--- Start Data provided ---

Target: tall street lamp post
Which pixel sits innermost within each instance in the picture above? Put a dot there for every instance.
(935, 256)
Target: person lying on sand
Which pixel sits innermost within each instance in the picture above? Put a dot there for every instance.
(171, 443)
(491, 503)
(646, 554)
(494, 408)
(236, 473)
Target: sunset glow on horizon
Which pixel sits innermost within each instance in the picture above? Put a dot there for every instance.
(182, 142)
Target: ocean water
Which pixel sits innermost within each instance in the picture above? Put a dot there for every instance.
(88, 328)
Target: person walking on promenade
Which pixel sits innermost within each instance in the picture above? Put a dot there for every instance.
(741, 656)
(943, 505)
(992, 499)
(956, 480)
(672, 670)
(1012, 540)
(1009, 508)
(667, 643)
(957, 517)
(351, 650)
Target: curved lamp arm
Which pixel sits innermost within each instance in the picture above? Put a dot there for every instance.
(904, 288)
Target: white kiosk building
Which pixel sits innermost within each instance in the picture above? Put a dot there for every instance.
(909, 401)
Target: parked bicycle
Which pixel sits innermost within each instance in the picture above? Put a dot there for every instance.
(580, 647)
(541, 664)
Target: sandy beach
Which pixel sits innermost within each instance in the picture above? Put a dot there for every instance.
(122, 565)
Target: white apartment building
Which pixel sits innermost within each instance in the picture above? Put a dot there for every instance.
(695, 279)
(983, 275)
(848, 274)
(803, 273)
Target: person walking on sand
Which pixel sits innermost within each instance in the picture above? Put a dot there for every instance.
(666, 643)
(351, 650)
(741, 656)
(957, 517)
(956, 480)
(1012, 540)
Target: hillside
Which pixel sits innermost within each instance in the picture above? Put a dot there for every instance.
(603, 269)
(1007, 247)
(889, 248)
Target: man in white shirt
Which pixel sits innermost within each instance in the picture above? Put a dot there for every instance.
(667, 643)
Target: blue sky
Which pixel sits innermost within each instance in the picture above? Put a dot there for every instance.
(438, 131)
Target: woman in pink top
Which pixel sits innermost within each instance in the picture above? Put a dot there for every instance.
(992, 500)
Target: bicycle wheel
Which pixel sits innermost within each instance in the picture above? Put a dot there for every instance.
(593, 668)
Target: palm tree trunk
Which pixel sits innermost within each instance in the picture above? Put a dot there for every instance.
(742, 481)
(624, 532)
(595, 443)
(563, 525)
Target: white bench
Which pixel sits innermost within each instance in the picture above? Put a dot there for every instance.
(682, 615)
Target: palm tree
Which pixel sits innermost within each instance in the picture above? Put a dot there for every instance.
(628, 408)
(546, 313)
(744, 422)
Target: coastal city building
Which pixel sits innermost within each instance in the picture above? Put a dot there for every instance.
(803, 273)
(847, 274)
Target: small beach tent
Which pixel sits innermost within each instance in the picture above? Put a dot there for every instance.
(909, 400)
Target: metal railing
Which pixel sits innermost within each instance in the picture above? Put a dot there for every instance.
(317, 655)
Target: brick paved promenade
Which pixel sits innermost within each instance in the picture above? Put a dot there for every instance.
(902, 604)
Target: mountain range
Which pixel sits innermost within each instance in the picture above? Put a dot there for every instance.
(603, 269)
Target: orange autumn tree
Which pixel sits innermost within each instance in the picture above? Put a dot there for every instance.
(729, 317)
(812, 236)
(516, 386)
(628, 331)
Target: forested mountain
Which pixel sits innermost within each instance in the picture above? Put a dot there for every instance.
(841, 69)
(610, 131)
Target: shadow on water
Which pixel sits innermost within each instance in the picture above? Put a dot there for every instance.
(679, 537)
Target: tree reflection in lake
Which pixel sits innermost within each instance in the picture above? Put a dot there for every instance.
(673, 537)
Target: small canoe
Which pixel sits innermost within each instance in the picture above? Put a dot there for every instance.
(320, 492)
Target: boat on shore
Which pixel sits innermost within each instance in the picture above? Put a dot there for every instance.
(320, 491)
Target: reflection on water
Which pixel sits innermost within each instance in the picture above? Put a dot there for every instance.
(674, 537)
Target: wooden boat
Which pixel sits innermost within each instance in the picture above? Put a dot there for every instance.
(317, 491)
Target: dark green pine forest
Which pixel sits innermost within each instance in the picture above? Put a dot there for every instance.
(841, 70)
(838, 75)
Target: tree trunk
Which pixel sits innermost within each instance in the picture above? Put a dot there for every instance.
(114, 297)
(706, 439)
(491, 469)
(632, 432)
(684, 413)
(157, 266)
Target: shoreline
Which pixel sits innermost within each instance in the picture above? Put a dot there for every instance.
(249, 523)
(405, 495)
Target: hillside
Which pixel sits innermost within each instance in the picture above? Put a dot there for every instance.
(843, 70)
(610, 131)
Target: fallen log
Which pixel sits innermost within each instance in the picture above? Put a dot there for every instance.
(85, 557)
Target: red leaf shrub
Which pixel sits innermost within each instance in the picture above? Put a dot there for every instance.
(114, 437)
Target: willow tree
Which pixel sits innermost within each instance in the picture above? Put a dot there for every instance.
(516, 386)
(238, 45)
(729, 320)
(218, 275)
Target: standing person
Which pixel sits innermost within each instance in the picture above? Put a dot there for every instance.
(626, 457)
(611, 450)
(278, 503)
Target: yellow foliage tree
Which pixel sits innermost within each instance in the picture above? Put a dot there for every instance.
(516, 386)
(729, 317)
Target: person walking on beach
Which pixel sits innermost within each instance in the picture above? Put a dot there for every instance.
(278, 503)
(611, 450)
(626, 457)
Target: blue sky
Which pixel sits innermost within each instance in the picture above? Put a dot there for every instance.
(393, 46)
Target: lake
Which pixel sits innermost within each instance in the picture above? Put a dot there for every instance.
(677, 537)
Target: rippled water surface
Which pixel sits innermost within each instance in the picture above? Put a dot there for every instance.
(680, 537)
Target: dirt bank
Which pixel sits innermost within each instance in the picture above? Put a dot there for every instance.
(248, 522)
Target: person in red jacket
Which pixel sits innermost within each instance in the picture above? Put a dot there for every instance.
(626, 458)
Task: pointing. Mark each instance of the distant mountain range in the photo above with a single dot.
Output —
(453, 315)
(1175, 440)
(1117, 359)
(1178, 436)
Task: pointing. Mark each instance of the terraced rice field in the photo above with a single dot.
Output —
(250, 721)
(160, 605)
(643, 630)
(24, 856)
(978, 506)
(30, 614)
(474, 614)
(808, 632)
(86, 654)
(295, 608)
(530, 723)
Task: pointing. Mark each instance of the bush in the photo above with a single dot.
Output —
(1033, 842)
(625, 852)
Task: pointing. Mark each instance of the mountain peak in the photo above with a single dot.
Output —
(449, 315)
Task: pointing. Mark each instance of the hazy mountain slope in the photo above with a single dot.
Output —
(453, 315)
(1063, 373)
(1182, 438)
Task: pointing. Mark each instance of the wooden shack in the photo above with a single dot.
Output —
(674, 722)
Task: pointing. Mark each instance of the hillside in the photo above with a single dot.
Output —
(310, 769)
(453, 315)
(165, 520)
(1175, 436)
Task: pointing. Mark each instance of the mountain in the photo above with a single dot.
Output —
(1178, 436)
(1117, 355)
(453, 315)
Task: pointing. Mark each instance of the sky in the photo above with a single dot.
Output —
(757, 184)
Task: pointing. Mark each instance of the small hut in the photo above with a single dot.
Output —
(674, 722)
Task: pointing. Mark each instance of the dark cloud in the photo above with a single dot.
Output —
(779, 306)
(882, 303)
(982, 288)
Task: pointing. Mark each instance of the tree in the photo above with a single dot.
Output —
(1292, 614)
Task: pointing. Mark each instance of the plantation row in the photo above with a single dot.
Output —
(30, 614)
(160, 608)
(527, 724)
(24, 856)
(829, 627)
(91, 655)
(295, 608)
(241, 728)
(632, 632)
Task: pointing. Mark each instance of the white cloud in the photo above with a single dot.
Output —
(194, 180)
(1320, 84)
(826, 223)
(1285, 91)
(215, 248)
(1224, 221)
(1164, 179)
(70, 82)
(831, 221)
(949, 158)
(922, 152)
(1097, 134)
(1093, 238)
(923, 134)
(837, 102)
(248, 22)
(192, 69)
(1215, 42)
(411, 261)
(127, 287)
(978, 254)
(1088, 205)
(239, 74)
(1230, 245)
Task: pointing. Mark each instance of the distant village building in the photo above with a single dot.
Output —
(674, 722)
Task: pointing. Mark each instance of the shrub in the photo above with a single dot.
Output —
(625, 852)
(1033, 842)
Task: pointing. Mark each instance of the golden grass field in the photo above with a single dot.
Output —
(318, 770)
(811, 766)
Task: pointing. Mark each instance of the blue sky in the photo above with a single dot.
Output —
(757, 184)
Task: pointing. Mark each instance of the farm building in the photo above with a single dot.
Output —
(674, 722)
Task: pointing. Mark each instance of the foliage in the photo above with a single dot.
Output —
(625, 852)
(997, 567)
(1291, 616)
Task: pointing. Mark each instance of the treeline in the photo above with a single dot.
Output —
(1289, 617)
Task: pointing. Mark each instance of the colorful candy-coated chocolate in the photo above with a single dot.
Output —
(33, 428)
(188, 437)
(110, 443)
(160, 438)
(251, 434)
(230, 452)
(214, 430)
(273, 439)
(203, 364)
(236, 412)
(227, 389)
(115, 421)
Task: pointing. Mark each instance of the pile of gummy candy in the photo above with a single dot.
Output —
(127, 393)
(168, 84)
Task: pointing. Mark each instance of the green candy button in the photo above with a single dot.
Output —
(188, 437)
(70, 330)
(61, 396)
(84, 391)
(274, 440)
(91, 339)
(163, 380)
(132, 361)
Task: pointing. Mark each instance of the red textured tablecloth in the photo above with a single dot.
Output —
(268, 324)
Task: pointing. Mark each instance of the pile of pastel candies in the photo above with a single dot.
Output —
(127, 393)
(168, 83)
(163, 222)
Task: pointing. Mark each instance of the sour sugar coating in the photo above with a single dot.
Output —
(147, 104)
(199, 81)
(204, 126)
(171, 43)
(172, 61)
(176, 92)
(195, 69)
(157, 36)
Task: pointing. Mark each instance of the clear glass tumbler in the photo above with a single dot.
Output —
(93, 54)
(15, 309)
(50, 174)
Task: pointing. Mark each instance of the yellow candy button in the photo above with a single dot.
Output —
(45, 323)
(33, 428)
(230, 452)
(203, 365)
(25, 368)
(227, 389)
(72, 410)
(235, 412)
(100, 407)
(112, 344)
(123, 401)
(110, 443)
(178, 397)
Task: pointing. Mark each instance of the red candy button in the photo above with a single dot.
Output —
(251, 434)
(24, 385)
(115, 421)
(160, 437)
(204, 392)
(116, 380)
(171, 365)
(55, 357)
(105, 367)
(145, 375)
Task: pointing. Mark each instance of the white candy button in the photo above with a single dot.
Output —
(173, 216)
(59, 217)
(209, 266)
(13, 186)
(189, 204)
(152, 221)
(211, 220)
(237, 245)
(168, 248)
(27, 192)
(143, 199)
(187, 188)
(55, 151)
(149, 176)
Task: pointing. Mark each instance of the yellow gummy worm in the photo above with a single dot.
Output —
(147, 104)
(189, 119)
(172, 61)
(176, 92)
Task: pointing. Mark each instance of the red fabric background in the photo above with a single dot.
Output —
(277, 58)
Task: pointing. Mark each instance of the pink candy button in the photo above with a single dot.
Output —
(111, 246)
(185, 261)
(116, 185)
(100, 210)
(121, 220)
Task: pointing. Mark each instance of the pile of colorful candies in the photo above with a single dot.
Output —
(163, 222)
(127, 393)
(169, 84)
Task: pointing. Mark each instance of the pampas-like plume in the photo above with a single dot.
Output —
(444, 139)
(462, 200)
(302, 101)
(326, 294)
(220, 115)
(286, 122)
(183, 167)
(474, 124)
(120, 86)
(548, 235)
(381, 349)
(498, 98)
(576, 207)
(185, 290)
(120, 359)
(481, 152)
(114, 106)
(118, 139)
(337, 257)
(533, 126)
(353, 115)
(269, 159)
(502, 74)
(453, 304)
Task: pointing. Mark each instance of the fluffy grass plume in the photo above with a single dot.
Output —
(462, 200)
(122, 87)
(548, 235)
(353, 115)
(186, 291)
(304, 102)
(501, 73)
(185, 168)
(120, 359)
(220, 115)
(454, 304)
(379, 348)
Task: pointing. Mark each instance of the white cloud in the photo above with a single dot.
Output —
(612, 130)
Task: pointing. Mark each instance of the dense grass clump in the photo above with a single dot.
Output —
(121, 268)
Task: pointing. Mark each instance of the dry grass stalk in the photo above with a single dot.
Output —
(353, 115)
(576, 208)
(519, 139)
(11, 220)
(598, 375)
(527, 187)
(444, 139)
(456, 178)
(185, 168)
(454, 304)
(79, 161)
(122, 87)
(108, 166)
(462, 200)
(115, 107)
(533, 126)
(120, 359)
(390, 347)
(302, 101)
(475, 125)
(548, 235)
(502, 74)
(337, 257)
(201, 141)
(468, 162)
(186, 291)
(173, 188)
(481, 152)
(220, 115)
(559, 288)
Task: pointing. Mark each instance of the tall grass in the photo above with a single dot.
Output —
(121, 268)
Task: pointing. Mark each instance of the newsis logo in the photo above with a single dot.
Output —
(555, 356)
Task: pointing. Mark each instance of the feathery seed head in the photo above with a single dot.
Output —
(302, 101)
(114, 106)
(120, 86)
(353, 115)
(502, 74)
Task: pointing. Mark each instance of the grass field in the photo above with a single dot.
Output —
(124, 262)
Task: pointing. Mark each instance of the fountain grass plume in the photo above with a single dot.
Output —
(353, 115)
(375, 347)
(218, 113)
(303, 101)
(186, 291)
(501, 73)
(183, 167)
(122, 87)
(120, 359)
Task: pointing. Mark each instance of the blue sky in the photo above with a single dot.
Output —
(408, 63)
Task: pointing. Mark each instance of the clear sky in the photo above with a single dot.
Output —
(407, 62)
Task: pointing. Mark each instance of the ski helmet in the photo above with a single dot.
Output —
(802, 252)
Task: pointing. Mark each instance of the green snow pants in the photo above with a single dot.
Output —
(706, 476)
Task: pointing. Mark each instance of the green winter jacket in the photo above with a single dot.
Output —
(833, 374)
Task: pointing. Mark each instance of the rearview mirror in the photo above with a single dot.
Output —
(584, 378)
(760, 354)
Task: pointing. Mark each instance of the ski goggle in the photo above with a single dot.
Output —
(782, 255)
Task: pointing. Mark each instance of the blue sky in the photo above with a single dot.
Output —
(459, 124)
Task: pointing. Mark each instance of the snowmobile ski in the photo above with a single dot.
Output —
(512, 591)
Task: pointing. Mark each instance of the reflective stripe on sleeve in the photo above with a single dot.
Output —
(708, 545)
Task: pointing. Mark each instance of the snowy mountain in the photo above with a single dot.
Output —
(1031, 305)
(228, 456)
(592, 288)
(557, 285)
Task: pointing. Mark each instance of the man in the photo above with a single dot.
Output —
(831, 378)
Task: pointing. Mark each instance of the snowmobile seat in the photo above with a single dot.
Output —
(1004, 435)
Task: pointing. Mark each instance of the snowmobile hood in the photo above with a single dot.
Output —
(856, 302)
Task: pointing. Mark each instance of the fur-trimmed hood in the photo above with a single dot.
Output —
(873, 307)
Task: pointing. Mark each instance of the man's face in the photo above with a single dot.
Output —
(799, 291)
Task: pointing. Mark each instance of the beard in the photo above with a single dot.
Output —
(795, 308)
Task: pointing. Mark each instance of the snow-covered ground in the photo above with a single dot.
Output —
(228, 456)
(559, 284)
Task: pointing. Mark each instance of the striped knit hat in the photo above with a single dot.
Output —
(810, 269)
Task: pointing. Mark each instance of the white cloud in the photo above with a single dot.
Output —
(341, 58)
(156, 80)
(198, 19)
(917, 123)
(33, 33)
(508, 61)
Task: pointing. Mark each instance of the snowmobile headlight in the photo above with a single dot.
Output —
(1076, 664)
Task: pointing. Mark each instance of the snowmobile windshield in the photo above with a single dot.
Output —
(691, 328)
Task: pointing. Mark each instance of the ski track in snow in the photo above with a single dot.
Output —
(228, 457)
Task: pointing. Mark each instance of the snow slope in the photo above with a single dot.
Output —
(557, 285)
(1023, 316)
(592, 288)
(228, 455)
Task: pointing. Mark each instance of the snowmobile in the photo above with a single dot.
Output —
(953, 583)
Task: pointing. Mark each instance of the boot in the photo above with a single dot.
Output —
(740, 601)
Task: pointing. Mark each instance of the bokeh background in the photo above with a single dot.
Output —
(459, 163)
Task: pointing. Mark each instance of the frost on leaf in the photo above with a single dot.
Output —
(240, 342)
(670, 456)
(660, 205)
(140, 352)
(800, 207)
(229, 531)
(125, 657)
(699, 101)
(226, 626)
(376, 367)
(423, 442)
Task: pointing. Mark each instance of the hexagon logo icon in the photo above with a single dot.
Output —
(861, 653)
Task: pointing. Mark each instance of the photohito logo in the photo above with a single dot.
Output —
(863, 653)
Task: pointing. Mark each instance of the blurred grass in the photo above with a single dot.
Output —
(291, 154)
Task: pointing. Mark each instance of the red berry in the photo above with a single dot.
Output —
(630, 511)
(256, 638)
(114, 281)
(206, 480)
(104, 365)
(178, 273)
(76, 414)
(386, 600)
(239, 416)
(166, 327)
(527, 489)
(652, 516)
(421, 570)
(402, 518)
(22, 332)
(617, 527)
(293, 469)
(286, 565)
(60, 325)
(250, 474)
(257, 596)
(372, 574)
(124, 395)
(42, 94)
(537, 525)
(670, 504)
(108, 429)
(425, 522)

--- End Data provided ---

- **Job**: Lay out the items as a two-column CSV with the headers item_text and marked_points, from the line that has "Task: pointing. Mark each instance of the distant village" through the line that has "(1289, 617)". Give one row per item, put each field in double quotes, and replace line breaks with spaces.

- **Output of the task**:
item_text,marked_points
"Task: pointing. Mark each instance of the distant village building in the photo above with a single dot. Output —","(674, 722)"
"Task: pointing. Mark each instance of the shrub in the photo above with a single dot. Output —","(625, 852) (1033, 842)"
"Task: pointing. Mark each instance of the golden grass field in the photo above with a single dot. Output —","(318, 770) (811, 766)"
"Task: pointing. Mark each instance of the blue sky in the photo above with a single dot. Output —","(757, 184)"
"Task: pointing. Mark each instance of the farm building in the photo above with a single dot. Output —","(674, 722)"
"Task: pointing. Mark each instance of the foliage in the photo above with a single dot. Output —","(625, 852) (997, 567) (1291, 616)"
"Task: pointing. Mark each instance of the treeline in the photo above with a single dot. Output —","(1289, 617)"